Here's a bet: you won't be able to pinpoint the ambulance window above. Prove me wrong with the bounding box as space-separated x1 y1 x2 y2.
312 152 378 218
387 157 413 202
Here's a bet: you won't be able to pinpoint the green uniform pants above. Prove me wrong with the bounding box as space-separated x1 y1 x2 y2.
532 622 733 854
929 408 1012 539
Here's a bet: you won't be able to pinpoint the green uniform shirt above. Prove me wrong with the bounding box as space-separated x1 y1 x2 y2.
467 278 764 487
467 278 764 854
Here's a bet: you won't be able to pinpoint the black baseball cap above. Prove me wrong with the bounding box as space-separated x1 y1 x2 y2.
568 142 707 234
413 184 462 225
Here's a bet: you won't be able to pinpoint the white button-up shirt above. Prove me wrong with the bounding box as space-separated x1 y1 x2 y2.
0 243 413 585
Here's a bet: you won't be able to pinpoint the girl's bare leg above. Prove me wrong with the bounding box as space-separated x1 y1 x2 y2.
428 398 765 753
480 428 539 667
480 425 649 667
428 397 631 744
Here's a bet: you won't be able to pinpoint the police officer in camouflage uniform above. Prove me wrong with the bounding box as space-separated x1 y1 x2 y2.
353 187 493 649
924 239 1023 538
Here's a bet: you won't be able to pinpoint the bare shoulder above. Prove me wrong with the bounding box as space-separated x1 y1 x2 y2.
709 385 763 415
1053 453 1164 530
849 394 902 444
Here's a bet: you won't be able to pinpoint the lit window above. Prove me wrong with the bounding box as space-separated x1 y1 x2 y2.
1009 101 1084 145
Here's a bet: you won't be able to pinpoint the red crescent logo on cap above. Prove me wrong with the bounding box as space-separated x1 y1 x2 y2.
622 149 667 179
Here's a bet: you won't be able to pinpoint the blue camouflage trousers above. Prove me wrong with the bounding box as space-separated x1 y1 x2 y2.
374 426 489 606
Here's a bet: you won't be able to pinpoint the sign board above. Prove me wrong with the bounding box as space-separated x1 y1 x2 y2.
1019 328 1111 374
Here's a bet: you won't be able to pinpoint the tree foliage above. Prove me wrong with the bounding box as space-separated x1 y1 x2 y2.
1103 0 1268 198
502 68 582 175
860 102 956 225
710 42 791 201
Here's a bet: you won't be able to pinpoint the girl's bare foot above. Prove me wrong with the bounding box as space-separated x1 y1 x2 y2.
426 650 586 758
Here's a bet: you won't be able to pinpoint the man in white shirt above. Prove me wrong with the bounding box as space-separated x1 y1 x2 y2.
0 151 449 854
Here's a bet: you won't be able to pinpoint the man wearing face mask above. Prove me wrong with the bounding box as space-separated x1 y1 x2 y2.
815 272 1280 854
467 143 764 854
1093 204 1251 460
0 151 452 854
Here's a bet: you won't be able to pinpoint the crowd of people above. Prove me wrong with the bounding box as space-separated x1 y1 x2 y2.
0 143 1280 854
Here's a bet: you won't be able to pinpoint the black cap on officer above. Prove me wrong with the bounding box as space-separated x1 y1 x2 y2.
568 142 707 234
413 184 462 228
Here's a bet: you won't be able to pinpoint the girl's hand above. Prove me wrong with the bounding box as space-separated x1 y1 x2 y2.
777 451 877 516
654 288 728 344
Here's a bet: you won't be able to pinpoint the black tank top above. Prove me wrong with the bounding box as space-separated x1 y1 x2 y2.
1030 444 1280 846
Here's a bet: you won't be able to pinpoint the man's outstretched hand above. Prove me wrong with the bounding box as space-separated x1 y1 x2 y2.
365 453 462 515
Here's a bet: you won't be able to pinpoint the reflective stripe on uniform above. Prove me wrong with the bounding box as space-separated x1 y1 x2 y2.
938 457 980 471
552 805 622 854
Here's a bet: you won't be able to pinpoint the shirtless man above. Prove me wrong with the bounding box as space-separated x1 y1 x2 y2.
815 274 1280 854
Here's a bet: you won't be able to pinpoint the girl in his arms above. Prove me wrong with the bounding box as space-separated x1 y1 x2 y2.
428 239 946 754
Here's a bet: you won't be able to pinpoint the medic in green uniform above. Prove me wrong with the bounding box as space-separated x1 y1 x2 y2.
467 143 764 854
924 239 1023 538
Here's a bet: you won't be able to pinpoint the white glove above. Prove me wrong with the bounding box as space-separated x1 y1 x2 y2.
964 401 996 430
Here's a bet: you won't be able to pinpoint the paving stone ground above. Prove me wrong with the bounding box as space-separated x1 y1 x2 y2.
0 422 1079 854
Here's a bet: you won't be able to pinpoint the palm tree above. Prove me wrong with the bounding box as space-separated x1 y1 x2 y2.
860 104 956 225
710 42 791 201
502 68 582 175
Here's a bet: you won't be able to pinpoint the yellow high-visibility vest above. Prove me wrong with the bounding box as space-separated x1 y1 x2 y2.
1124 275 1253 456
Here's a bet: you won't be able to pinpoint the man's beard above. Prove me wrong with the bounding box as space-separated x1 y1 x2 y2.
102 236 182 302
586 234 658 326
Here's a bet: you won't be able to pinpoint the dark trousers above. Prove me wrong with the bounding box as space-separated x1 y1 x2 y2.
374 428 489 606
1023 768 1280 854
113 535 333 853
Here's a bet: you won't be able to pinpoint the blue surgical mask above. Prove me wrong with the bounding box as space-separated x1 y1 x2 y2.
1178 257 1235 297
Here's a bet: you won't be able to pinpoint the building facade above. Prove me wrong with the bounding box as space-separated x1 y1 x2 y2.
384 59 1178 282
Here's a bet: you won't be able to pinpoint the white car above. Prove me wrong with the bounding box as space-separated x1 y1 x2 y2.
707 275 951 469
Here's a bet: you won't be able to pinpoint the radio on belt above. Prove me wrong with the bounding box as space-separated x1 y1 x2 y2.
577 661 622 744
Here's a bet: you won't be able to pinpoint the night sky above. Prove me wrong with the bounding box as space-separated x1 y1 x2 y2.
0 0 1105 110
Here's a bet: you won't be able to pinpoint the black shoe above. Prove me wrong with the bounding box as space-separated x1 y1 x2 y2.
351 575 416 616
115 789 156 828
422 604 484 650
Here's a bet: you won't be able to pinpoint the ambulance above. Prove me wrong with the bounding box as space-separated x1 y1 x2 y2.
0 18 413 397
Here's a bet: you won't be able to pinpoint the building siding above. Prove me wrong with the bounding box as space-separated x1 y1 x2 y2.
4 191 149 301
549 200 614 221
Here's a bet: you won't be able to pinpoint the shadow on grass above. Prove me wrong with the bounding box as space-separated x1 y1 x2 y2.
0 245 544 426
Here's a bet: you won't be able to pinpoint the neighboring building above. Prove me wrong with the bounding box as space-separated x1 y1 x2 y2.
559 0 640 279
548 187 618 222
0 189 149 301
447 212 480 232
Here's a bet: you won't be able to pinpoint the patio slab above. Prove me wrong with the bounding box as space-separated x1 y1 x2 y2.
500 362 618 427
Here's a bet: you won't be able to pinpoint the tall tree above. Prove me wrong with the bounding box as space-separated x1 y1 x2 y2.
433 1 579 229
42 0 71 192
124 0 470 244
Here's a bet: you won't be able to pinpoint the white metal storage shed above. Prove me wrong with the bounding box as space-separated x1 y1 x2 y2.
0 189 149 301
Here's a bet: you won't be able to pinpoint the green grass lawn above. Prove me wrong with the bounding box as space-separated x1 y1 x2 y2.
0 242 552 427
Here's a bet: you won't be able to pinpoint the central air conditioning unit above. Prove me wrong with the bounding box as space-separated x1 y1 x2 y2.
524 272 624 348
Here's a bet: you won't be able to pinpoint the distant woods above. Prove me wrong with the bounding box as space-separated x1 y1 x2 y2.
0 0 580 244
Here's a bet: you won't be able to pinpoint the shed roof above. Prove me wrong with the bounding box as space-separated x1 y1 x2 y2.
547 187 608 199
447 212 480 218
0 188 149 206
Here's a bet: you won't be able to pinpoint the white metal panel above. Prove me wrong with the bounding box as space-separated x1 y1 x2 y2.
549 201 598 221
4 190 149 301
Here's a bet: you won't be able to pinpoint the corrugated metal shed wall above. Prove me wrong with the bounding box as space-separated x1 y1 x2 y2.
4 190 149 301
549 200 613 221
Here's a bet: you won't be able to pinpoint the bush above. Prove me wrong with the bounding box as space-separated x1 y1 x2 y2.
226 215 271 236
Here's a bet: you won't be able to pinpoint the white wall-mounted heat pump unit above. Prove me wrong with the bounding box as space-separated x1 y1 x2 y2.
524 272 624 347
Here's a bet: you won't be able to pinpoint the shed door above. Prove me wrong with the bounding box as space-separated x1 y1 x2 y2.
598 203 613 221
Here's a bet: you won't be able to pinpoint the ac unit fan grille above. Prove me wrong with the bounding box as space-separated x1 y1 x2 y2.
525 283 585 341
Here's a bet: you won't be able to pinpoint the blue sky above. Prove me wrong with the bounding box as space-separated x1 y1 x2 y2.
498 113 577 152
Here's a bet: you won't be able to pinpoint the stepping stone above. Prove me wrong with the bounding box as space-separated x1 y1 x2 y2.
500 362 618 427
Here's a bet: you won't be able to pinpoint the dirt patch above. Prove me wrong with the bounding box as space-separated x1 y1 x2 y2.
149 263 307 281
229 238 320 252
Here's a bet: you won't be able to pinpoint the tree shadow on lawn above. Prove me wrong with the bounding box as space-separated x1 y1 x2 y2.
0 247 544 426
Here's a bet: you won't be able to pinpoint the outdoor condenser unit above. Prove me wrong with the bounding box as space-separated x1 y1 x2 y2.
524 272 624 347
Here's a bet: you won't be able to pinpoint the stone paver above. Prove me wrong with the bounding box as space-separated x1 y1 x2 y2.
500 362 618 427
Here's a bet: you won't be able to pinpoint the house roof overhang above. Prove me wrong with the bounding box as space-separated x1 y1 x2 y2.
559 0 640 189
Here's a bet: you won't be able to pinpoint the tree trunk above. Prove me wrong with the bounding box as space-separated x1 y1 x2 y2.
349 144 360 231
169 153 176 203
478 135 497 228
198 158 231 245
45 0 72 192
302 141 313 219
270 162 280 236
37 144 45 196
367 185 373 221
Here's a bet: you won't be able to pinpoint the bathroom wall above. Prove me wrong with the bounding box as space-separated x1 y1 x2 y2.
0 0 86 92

******************************

Exercise prompt:
From the listing above, pull out every line that contains the word "mask". Upper and lower case must match.

Reply to the exercise:
Here's a bet: you won't be able to pinpoint the man wearing face mask above. Prove me wrong with the bounding box as space-separated x1 y1 x2 y2.
Here's a bet: you won't be able to pinpoint the blue surgical mask above. Prove me wrong with the bounding box as space-separated x1 y1 x2 y2.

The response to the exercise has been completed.